Start Data shown
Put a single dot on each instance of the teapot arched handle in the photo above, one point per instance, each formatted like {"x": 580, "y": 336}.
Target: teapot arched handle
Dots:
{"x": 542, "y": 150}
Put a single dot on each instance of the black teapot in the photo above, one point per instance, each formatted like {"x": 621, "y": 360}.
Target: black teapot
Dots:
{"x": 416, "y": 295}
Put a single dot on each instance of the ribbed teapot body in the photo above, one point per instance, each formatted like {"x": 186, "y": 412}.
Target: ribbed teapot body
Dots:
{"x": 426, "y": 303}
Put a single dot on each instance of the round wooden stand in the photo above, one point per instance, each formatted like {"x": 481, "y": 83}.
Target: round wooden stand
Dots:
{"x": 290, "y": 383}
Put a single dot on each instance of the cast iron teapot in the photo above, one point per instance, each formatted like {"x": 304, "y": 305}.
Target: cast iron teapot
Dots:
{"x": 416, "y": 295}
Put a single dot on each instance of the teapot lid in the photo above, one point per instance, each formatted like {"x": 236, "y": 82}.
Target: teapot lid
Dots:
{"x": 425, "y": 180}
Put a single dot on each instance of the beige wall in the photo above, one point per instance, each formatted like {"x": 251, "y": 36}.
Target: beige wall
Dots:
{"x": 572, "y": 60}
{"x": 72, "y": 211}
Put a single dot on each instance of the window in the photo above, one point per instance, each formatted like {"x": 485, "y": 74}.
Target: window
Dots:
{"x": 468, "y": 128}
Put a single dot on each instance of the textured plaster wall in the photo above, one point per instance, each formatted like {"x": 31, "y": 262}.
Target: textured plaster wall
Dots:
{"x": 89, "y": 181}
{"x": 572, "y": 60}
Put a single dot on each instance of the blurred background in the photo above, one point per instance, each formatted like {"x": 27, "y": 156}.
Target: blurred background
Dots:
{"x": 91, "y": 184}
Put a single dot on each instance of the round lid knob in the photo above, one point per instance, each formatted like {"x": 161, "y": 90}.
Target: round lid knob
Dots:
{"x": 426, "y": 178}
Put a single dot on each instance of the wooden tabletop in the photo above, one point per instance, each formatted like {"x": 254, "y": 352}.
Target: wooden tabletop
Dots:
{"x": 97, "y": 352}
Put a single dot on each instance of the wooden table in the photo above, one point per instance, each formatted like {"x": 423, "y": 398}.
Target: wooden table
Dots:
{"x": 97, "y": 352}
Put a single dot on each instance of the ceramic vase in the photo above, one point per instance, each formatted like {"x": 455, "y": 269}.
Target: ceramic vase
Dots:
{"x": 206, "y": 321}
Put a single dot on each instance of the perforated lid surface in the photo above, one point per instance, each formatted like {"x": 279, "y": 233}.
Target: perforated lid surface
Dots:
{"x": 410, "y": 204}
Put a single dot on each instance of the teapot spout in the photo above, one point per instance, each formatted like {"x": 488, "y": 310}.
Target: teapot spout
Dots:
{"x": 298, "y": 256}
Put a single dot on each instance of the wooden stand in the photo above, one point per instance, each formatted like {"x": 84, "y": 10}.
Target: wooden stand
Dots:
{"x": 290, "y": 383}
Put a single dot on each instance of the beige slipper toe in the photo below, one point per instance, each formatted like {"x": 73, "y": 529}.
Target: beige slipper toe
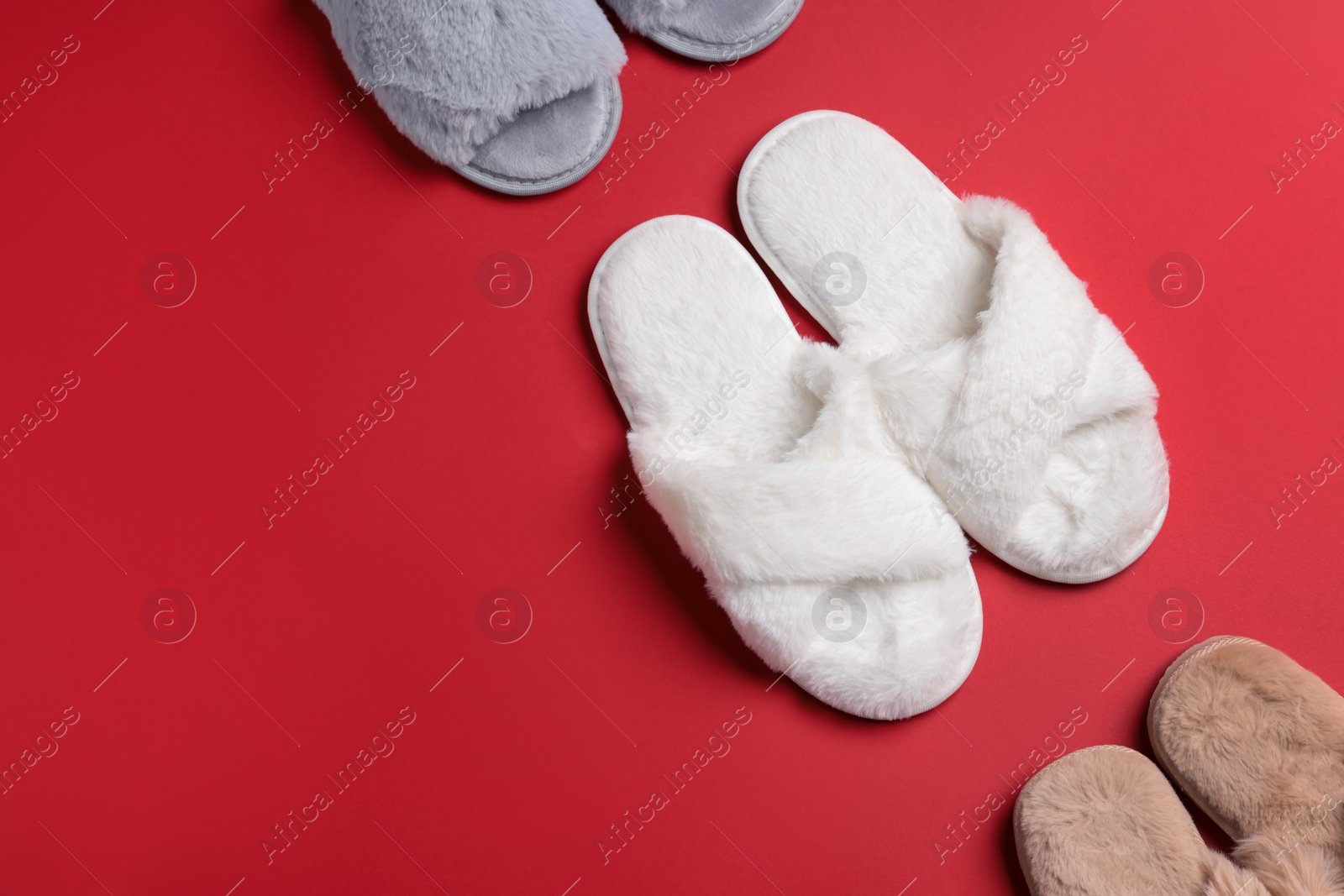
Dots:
{"x": 1257, "y": 741}
{"x": 1104, "y": 821}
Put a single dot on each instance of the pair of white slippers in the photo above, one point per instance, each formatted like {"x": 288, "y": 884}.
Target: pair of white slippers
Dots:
{"x": 820, "y": 488}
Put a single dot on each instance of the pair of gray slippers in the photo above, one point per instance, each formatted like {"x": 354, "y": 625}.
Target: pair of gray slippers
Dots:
{"x": 522, "y": 96}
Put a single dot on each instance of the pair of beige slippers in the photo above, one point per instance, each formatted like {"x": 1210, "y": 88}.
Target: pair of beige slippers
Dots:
{"x": 1254, "y": 741}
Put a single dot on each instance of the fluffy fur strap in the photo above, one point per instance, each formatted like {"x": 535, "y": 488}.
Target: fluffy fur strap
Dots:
{"x": 1225, "y": 879}
{"x": 1042, "y": 363}
{"x": 472, "y": 65}
{"x": 1301, "y": 869}
{"x": 843, "y": 504}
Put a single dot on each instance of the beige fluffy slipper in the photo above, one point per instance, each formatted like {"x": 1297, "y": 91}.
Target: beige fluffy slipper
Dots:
End Data shown
*Written task*.
Reproduce all of the material above verbatim, leaving out the pictures.

*Output*.
Put a single dot on each instance of the teapot arched handle in the photo above, one point per instance, each formatted like {"x": 580, "y": 336}.
Target: teapot arched handle
Dots:
{"x": 542, "y": 150}
Put a single dot on each instance of the black teapot in the photo above, one point per instance, each formatted like {"x": 621, "y": 360}.
Target: black teapot
Dots:
{"x": 416, "y": 295}
Put a single dot on each instance of the ribbed teapot body in the photo above, one point per instance, each formatted like {"x": 186, "y": 412}.
Target: ribbed teapot body
Dots:
{"x": 426, "y": 303}
Put a single dot on each instance of the round wooden stand in the photo above, one point per instance, each formatted like {"x": 481, "y": 83}.
Target: round wooden stand
Dots:
{"x": 290, "y": 383}
Put a single dot on each instance of the cast iron teapot in the photo above, one point per instance, each formatted like {"x": 304, "y": 305}.
Target: cast iron teapot
Dots:
{"x": 416, "y": 295}
Put a single dot on each instance of the teapot lid in the photo above, one point per instance, each formatted like {"x": 236, "y": 82}.
Target: teapot lid
Dots:
{"x": 425, "y": 180}
Put a single dot on each instance of the beige wall in the photo above, one point per instance, each formatted like {"x": 251, "y": 36}.
Target: beige wall
Dots:
{"x": 572, "y": 60}
{"x": 72, "y": 211}
Put a single dot on each instance of the window in the photo above, one point per instance, each formatted like {"x": 485, "y": 74}.
Target: window
Dots:
{"x": 468, "y": 128}
Put a single dot on each instance of the textured plaster wall in the photo above, one point per instance, each formatted like {"x": 31, "y": 262}.
Target: textured plaster wall
Dots:
{"x": 89, "y": 181}
{"x": 572, "y": 60}
Put a single dot on each instance of the blurred background in the photo above, one point per instance, each formatted like {"x": 27, "y": 156}.
Target: blurred background
Dots:
{"x": 91, "y": 184}
Put a single dot on each instance of the round lid knob in the photo above, one point per instance, each formatted like {"x": 161, "y": 90}.
Target: round lid knob
Dots:
{"x": 426, "y": 178}
Put a single dot on each instance of the wooden tabletop in the photo above, one point per instance, each formatted like {"x": 254, "y": 352}.
Target: wooden tabletop
Dots:
{"x": 97, "y": 352}
Put a single dot on each instance of the wooden table in the photo above, one point per instance, each formatted like {"x": 423, "y": 398}.
Target: wooden table
Dots:
{"x": 97, "y": 352}
Put a single dot on each instance of the ceramic vase in the photo above, one point per instance, each formatted like {"x": 455, "y": 269}.
Target: ceramic vase
Dots:
{"x": 206, "y": 321}
Put a single dot on each instance of the perforated lid surface in the photo above, one point per instance, each formatted like {"x": 279, "y": 233}.
Target: perforated lid surface
Dots:
{"x": 410, "y": 204}
Put a single dot on each instance of the teapot spout in the photo above, one point per instance, each formatted like {"x": 488, "y": 310}.
Target: teapot spout
Dots:
{"x": 298, "y": 256}
Put a single dot on each instance of the wooden stand in the photo above, one point per instance, each formatted like {"x": 84, "y": 10}.
Target: wooden stand
Dots:
{"x": 290, "y": 383}
Put a single dot on each instance of the beige slipper toe in the photo below, one point per instance, each formatted like {"x": 73, "y": 529}.
Target: beige slipper toe
Dots:
{"x": 1257, "y": 741}
{"x": 1104, "y": 821}
Put a single dot on each instance of the pair of white slippers in the photo above, one point per instance, each formatted like {"x": 288, "y": 884}.
Target: pair of white slippers
Dots:
{"x": 820, "y": 488}
Put a single dot on each instance of the pair of gray slippers in the photo above, one point per instance, each formatted like {"x": 354, "y": 625}.
Target: pair of gray slippers
Dots:
{"x": 522, "y": 96}
Put a single dot on each instance of the pair of beige slippers in the photo above, one point per instance, each formatted like {"x": 1210, "y": 88}.
Target: pair of beige slippers
Dots:
{"x": 1254, "y": 741}
Put a single dot on each instance of the fluffy fur strap in the photo above, one point per instance, each formatted like {"x": 535, "y": 488}.
Target: fluffy fur strap
Dots:
{"x": 1225, "y": 879}
{"x": 1042, "y": 363}
{"x": 472, "y": 65}
{"x": 1301, "y": 869}
{"x": 843, "y": 504}
Put a single dot on each instance of the beige fluffy slipper in the photo above, one point per instance, each formatted like {"x": 1297, "y": 91}.
Target: beige fluffy slipper
Dots:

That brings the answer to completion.